• Document passage:
────────

We thank and praise God for Jesus, the Christ of God. The concise and complete proof of the Messiah is his death on the cross for man’s sins and his resurrection from the dead, for our eternal victory. Those who make the confession of Christ are truly blessed. Today’s passage is about how to follow Jesus, the Christ God.

Look at verse 23. “Then he said to them all: ‘If anyone would come after me, he must deny himself and take up his cross daily and follow me.” Jesus said this after Peter made the confession of Christ, and after Jesus spoke about his rejection by religious leaders, his death, and resurrection. As the Christ of God, he had said, “The Son of Man must suffer many things, be rejected by the elders, chief priests and teachers of the law, and he must be killed and on the third day be raised to life.” Here, there is a double “must.” “Must” means there is no other option. This is the “must” for the Messiah, the Christ of God. Now in verse 23, there is a “must” for those who would come after Jesus. “Must” is “must”, that is, absolute. Christian life includes the grace of God and also absoluteness.

First of all, anyone who want to follow Jesus must deny himself. Why this command? In Matthew and Mark, when Jesus mentioned his suffering and death, Peter objected strongly. Jesus rebuked him saying, “…You do not have in mind the things of God, but the things of men” (Mt 16:23; Mk 8:33). This was the background in which Jesus spoke about the way of his disciples. But Luke omitted Peter’s strong rejection, and so presents how to follow Jesus in a more general sense. Denying oneself is not favourable at all. Usually, people say things such as, “Cheer up! Have courage and build yourself up.” Why deny oneself, particularly after making the confession of Christ? We learned that those who make the confession of Christ are identified with Christ Jesus and are justified and saved (Ro 10:9-10). Why must one deny oneself? What does it mean to deny yourself? It certainly means denying one’s sinful nature.

────────

• Listed entries:

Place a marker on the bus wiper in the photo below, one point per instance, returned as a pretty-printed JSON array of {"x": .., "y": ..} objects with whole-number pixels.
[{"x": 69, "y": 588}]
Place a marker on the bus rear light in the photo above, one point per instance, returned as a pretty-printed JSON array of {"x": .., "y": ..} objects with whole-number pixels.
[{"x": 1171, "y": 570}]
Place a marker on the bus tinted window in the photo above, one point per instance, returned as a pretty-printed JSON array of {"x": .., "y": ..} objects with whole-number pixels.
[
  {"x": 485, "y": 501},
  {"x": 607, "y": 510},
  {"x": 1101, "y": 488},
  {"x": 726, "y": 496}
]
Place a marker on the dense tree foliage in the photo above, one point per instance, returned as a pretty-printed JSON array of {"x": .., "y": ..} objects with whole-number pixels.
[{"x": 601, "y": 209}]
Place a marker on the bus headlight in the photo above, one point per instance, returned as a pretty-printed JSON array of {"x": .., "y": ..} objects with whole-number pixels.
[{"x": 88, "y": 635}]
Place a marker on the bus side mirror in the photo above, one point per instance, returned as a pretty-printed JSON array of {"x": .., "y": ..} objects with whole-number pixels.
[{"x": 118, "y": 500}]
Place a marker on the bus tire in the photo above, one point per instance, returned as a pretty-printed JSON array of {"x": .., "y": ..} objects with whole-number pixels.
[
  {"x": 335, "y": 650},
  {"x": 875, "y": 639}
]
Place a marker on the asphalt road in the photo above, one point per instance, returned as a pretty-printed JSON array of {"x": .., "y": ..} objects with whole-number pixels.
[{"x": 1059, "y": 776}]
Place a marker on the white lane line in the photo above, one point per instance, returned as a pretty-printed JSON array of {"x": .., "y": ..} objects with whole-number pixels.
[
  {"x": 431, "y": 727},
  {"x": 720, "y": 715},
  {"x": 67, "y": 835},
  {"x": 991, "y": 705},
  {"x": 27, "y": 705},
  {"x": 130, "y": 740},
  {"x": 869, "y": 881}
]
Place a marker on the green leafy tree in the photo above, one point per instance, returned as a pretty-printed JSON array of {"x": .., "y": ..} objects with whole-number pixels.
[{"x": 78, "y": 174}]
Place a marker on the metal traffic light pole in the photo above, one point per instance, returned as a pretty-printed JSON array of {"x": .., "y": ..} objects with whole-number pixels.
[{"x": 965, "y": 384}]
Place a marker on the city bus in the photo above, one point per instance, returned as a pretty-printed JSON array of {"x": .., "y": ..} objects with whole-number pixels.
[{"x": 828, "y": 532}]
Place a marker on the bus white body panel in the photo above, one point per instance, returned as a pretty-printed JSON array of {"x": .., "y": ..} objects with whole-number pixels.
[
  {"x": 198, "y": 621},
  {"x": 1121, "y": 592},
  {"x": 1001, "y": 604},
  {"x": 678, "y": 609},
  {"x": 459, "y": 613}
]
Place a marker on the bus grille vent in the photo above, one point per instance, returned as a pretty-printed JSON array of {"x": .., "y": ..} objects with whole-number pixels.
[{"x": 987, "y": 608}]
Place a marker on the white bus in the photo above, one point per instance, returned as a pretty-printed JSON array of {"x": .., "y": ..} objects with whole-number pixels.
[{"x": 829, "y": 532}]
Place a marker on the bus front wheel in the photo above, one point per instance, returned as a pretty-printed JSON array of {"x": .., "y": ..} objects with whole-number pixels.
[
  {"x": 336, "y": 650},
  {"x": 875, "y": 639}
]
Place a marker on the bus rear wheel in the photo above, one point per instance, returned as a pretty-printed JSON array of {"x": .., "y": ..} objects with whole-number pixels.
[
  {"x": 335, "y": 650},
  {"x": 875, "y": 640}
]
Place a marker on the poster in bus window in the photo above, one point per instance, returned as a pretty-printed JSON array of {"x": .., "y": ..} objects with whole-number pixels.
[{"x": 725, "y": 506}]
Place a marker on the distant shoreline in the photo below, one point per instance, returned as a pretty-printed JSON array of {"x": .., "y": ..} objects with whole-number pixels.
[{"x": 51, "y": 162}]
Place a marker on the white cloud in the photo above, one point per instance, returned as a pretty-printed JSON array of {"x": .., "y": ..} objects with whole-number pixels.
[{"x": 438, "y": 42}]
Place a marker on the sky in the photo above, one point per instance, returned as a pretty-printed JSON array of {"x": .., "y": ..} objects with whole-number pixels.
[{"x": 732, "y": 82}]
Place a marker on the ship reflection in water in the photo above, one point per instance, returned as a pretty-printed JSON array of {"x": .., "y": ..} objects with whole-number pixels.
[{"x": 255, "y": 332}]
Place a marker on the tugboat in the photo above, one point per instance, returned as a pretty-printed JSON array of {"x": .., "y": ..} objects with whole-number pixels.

────────

• Set task: Can you carry on the sermon about following Jesus, starting right after its last sentence? This material comes from a different source than the sermon.

• Answer to the task:
When we think of how God led the Israelites, we can better understand this. The people of Israel were slaves in Egypt for 430 years. They were born as slaves, were to live as slaves under Pharaoh king of Egypt, and were destined to die as slaves. No human power could deliver them from their slavery in Egypt. But God delivered them and brought them out of the land of slavery. How God could liberate them from the bondage of Pharaoh is this: When Pharaoh hardened his heart and did not let God’s people go, God imposed plagues on the nation, one after another. The ninth plague was of darkness that covered the whole land of Egypt, except Goshen, where the Israelites lived. This was God’s punishment upon the god of Egypt, the sun-god. Then the tenth plague was the killing of all the first-born males in Egypt. In order to protect the Israelites from this plague, God commanded them to put the blood of the lamb on their door posts. The Israelites obeyed this instruction. Then, when the angel of death passed through Egypt, it killed all the firstborn in Egypt, including the firstborn of Pharaoh, but passed over the houses on which lambs' blood was painted. At this last plague, Pharaoh finally yielded and let God’s people go. This event of deliverance is called the Passover. So the Israelites could make an Exodus, crossing the Red Sea. When the powerful Egyptian army, changing their minds, chased after the Israelites as they crossed the Red Sea, they were all drowned and thus completely destroyed. The Red Sea was the border of Egypt, which was to them the land of slavery. After crossing the Red Sea, they no longer had part with Egypt in terms of their physical location. In this way, the Israelites were delivered from Egyptian power and oppression. The salvation was done by the mighty power of God. The people of Israel praised God for his mighty deliverance.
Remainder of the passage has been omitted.